OBJECTIVE: Return all entries precisely as they stand, without the images.

DATA:
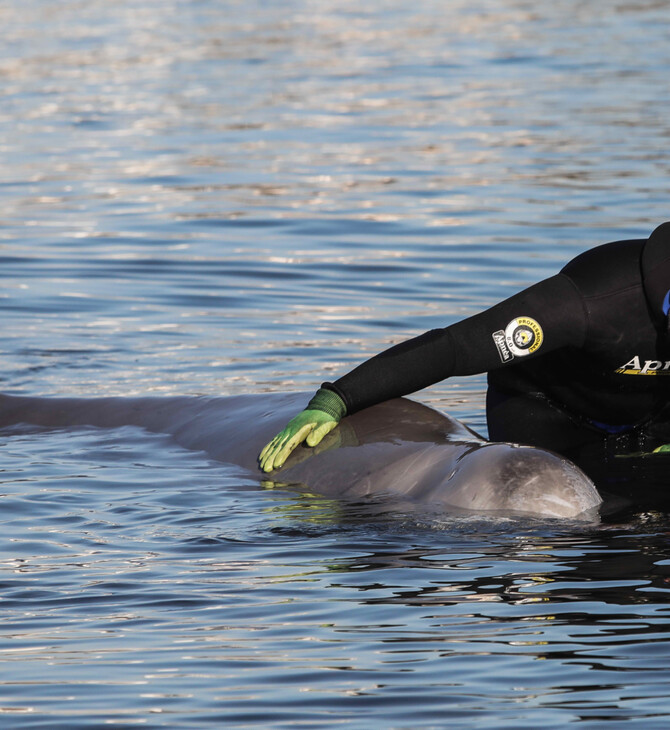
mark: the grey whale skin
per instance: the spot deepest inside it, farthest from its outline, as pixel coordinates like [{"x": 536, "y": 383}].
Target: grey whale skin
[{"x": 399, "y": 448}]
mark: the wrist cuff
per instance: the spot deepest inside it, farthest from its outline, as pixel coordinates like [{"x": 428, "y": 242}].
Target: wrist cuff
[{"x": 328, "y": 402}]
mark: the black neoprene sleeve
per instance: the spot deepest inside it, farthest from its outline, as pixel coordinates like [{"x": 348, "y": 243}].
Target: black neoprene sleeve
[{"x": 467, "y": 347}]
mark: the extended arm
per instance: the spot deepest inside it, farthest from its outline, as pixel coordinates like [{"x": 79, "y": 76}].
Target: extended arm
[{"x": 535, "y": 321}]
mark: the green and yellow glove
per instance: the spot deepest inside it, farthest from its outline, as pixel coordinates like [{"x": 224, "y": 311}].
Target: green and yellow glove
[{"x": 323, "y": 413}]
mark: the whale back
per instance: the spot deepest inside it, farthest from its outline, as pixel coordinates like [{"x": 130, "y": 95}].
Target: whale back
[{"x": 399, "y": 448}]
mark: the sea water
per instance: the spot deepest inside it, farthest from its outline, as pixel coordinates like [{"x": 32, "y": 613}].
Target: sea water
[{"x": 204, "y": 197}]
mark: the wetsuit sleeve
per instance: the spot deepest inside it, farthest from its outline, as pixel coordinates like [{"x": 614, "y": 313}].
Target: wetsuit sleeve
[{"x": 542, "y": 318}]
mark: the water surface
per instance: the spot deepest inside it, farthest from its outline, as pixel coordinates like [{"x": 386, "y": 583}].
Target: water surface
[{"x": 226, "y": 197}]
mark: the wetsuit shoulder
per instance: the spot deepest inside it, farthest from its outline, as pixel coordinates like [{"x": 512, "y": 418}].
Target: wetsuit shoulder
[{"x": 608, "y": 268}]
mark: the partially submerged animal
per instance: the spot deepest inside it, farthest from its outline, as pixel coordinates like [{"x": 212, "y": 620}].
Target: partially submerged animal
[{"x": 400, "y": 449}]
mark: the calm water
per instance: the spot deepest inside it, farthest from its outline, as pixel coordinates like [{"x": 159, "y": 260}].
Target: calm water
[{"x": 242, "y": 197}]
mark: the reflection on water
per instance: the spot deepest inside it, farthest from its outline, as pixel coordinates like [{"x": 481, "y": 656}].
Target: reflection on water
[{"x": 242, "y": 197}]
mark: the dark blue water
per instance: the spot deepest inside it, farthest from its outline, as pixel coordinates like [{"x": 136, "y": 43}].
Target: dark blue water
[{"x": 226, "y": 197}]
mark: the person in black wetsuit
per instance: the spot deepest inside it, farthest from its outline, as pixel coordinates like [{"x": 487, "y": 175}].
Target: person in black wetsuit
[{"x": 571, "y": 360}]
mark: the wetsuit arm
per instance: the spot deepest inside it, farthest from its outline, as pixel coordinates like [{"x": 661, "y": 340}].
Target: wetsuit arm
[{"x": 542, "y": 318}]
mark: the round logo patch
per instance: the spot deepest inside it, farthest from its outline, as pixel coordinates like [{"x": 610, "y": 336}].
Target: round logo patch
[{"x": 523, "y": 336}]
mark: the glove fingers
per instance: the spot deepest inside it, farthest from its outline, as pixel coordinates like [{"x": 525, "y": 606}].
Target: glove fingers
[
  {"x": 317, "y": 434},
  {"x": 286, "y": 448}
]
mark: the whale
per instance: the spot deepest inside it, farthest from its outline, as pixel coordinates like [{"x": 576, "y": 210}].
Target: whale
[{"x": 400, "y": 450}]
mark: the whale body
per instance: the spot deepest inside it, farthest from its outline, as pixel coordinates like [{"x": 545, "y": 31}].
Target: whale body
[{"x": 399, "y": 449}]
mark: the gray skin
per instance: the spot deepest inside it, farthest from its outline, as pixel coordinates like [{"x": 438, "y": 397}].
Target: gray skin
[{"x": 399, "y": 449}]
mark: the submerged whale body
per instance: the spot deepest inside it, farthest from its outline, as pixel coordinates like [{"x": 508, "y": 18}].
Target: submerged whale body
[{"x": 400, "y": 448}]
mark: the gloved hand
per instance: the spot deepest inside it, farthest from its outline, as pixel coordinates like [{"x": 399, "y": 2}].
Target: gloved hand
[{"x": 322, "y": 414}]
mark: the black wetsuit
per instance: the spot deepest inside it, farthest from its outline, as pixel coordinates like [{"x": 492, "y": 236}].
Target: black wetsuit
[{"x": 575, "y": 357}]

EXERCISE RESULT:
mark: the grey whale skin
per instance: the spot deepest inside it, farthest from its outline, as pixel coordinates like [{"x": 536, "y": 383}].
Target: grey whale skin
[{"x": 399, "y": 448}]
mark: the wrist cuff
per instance: the spot deepest inside it, farthest from its outline, as pixel coordinates like [{"x": 428, "y": 242}].
Target: wrist cuff
[{"x": 328, "y": 402}]
mark: the black neoprene sleeve
per instance: the spot deepest inside it, farthest from its outline, as pixel coordinates like [{"x": 348, "y": 243}].
Target: black neoprene sleeve
[{"x": 467, "y": 347}]
mark: the extended arm
per instance: the spot deepest inside it, farthest from its outline, as pixel coordinates like [{"x": 79, "y": 76}].
Target: extended arm
[{"x": 535, "y": 321}]
mark: the green and yellow glove
per instance: the spot deepest inside it, farthest from its outline, as pixel coordinates like [{"x": 224, "y": 311}].
Target: green and yellow glove
[{"x": 323, "y": 413}]
mark: the whale back
per instance: the spot deepest inside it, farthest from its outline, as pixel coordinates like [{"x": 130, "y": 95}].
Target: whale back
[{"x": 399, "y": 448}]
mark: the sea water
per instance: the spot deepest inside it, farthest from its outline, as pixel coordinates like [{"x": 32, "y": 613}].
Target: sea water
[{"x": 204, "y": 197}]
mark: the wetsuit sleeve
per instance: the spot deepest inside it, farthest from its outline, as pixel coordinates like [{"x": 614, "y": 313}].
Target: wetsuit sleeve
[{"x": 542, "y": 318}]
mark: the water surface
per instance: the spot deepest inside it, farthest from its outline, as pixel coordinates like [{"x": 386, "y": 583}].
Target: water surface
[{"x": 226, "y": 197}]
mark: the wetsuit shoulder
per instance: the spot deepest inside it, farthest from its outline, as pixel coordinates like [{"x": 512, "y": 418}].
Target: wetsuit shoulder
[{"x": 608, "y": 268}]
mark: the partially submerged animal
per instance: the spot deepest inside it, farthest from its outline, as pixel coordinates like [{"x": 212, "y": 620}].
Target: partially submerged animal
[{"x": 400, "y": 449}]
mark: the calm water
per instance: the spot deepest inside it, farthest from its outline, as pixel coordinates like [{"x": 159, "y": 260}].
Target: calm water
[{"x": 242, "y": 197}]
mark: the reflection on water
per instance: the spot deepest inside it, farthest from its outline, as pixel coordinates like [{"x": 481, "y": 656}].
Target: reflection on water
[{"x": 242, "y": 197}]
mark: the dark blue water
per instance: the spot deepest inside it, farthest from its outline, as pixel coordinates like [{"x": 136, "y": 43}].
Target: dark blue water
[{"x": 226, "y": 197}]
mark: the person in black wetsuit
per instance: the spot deepest inside it, farthest from its outline, as pixel coordinates like [{"x": 487, "y": 175}].
Target: person in black wetsuit
[{"x": 571, "y": 360}]
mark: the wetsuit arm
per instance: the spot deepest inside it, farthest from its outline, as pixel coordinates like [{"x": 661, "y": 340}].
Target: wetsuit arm
[{"x": 542, "y": 318}]
mark: the round logo patch
per instance: the spot deepest inside it, farthest from its outline, as pixel coordinates like [{"x": 610, "y": 336}].
Target: round logo patch
[{"x": 523, "y": 336}]
mark: the glove fingers
per instance: the spot deepest inside it, farthest from its outline, as pixel coordinates like [{"x": 525, "y": 606}].
Target: glove fingers
[
  {"x": 317, "y": 434},
  {"x": 286, "y": 448}
]
mark: the whale
per instance: the spot deepest inside it, farthest from its outline, as pixel coordinates like [{"x": 576, "y": 210}].
Target: whale
[{"x": 400, "y": 450}]
mark: the whale body
per instance: the spot deepest inside it, farthest from its outline, as pixel coordinates like [{"x": 545, "y": 31}].
Target: whale body
[{"x": 399, "y": 449}]
mark: the gray skin
per instance: the spot deepest inside it, farthest from its outline, as pixel coordinates like [{"x": 438, "y": 397}].
Target: gray skin
[{"x": 399, "y": 449}]
mark: the submerged whale body
per instance: the spot deepest inside it, farthest from its outline, as pixel coordinates like [{"x": 508, "y": 18}].
Target: submerged whale body
[{"x": 400, "y": 448}]
mark: the gloved hand
per instance: the spot deepest inside it, farthest from its outline, as pixel coordinates like [{"x": 399, "y": 2}].
Target: gloved hand
[{"x": 322, "y": 414}]
mark: the black wetsuit
per instance: the spot deepest inside it, farthest from its outline, as pixel coordinates like [{"x": 492, "y": 236}].
Target: black wetsuit
[{"x": 575, "y": 357}]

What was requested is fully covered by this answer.